PROVIDED RECORDS
****************************************
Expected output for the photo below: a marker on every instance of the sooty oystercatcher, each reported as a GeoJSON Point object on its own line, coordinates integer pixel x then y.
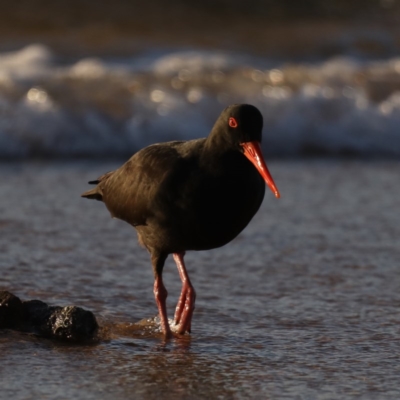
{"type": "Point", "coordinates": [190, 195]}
****************************************
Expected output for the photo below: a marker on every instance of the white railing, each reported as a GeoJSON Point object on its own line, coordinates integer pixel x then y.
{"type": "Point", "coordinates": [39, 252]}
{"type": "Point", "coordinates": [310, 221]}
****************************************
WHAT IS NEEDED
Which lines in the items contain the word "instance"? Gather and copy each such line. Only matches with the same capitalization count.

ANSWER TO THE PROBLEM
Expected output for the photo below: a marker on every instance of the sooty oystercatcher, each reported as a GeoJSON Point object on its own line, coordinates integer pixel x then y.
Expected output for the photo below: a marker on every instance of the white railing, each reported as a GeoJSON Point object on its own line, coordinates integer pixel x then y.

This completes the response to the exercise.